_EXERCISE OBJECTIVE_:
Copy every line of the listing from the line containing "Object to locate: red window frame" through the line containing "[289,151,304,160]", both included. Raise each bounding-box coordinate in the results by 90, and leave all other lines unchanged.

_Stored items from a collection_:
****************

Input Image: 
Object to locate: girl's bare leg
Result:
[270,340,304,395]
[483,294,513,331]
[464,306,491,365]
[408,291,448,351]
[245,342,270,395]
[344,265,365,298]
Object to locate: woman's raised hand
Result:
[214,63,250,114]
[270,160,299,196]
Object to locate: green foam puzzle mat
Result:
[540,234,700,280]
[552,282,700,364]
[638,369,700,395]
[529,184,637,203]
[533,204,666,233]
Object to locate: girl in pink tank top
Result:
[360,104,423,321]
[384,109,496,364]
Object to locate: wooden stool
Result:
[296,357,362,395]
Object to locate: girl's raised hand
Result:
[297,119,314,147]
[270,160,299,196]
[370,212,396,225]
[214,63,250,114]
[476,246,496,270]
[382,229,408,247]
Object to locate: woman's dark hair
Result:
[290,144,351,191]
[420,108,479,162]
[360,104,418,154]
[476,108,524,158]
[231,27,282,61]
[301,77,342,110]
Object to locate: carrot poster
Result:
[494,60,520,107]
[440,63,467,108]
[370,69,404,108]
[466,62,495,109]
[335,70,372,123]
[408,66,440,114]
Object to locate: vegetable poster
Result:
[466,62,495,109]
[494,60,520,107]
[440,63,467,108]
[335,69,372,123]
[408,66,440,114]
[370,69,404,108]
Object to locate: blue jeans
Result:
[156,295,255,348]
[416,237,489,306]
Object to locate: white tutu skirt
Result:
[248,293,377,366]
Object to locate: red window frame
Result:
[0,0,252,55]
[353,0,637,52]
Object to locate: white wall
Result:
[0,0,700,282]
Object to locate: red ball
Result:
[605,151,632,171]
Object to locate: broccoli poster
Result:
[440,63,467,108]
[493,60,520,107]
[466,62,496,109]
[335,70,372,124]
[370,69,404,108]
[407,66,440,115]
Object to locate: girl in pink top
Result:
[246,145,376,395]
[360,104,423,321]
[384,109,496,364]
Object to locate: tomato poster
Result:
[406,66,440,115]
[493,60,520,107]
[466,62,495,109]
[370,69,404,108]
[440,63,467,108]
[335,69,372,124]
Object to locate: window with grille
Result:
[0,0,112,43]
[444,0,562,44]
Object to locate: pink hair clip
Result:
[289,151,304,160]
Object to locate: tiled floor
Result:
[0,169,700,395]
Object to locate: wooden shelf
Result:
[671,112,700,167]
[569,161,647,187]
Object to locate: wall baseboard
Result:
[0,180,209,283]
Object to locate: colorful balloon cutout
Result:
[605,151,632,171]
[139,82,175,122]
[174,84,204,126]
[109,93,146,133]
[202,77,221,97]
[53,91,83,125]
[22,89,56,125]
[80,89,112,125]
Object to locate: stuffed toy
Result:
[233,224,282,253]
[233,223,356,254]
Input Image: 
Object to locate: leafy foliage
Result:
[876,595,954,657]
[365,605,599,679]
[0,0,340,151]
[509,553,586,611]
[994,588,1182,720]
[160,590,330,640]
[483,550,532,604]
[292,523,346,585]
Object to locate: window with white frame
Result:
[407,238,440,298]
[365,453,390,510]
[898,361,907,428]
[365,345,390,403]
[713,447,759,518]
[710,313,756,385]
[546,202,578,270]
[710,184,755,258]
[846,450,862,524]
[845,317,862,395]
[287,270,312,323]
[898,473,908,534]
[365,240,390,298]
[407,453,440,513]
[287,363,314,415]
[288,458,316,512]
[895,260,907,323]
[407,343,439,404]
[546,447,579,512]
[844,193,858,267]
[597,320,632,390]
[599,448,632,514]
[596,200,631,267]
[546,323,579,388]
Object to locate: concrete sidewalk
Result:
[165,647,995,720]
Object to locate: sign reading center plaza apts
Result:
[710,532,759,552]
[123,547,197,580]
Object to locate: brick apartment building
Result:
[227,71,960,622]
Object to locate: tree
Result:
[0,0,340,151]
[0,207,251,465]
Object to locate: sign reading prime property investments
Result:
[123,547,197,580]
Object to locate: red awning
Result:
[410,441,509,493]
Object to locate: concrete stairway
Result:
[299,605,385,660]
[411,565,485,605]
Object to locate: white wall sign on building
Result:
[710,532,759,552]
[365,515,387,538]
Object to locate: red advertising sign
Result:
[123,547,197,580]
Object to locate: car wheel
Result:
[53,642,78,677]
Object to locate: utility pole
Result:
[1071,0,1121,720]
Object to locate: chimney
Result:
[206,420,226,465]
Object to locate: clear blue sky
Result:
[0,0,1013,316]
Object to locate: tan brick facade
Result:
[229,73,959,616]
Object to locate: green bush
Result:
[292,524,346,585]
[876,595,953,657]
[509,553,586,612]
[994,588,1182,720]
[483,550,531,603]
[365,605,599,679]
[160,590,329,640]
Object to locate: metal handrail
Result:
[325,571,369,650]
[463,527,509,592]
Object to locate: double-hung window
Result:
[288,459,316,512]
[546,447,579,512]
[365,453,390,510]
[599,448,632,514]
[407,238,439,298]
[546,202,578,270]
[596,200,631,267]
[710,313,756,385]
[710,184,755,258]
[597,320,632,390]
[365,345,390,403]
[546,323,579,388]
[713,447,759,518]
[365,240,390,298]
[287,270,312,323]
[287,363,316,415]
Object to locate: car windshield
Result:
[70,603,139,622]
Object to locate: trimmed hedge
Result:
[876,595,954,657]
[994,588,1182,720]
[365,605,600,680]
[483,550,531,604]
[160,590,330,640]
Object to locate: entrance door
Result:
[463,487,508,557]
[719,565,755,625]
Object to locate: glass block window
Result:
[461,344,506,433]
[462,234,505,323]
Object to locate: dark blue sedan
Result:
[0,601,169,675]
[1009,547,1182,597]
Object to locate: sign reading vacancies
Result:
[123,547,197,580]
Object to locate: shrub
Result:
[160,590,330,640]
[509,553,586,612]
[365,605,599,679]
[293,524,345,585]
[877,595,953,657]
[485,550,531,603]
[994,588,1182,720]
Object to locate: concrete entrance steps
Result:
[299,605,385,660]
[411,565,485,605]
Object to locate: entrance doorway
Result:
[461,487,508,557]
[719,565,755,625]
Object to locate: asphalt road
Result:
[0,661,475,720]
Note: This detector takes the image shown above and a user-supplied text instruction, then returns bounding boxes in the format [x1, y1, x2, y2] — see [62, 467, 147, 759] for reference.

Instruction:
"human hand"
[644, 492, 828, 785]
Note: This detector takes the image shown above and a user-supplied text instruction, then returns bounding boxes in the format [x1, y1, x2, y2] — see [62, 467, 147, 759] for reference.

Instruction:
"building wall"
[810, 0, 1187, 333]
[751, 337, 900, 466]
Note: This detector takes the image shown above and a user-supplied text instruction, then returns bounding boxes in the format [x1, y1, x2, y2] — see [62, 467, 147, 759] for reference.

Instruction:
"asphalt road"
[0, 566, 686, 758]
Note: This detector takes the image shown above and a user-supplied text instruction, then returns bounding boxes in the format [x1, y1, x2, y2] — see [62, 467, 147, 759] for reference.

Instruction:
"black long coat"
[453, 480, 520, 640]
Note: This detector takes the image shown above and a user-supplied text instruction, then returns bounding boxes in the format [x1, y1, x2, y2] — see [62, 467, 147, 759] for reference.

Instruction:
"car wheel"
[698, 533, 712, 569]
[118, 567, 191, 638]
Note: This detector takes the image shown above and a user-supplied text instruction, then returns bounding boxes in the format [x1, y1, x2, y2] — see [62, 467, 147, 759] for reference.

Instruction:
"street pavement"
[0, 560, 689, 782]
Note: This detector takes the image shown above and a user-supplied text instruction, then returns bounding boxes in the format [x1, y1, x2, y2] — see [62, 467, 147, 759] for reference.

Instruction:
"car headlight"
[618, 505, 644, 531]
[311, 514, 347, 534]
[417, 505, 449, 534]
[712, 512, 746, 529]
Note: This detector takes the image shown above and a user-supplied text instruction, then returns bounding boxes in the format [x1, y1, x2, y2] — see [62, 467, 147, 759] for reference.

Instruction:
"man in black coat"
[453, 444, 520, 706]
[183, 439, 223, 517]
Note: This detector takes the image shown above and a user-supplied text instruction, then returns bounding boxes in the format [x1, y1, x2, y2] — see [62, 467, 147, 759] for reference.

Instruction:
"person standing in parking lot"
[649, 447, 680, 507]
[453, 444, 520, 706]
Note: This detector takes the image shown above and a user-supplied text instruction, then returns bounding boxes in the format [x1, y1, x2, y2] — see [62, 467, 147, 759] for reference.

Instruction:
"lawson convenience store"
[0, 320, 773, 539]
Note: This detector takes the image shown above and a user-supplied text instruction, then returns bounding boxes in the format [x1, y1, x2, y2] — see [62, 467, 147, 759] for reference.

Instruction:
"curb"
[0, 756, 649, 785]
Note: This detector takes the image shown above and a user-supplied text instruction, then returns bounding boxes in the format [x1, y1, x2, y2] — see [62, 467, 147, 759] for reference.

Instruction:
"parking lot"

****************

_EXERCISE RESPONSE_:
Object to locate: red window frame
Result:
[90,90,342,145]
[443,90,727,142]
Object to locate: white wall
Result:
[90,90,790,372]
Object to locate: red ball
Result:
[695,241,722,261]
Object to locate: broccoli poster
Result:
[530,153,557,198]
[583,150,610,197]
[556,152,586,199]
[425,160,462,214]
[460,159,494,198]
[497,156,530,205]
Object to locate: girl in pink top
Result:
[336,235,466,485]
[450,194,513,411]
[474,199,586,454]
Object to locate: tomato poster
Result:
[496,156,530,205]
[583,150,610,197]
[556,152,585,199]
[460,159,494,198]
[530,153,557,198]
[425,159,462,214]
Object to locate: window with grille
Result:
[90,90,202,133]
[534,90,652,134]
Object to locate: pink hair clip
Result:
[379,241,394,250]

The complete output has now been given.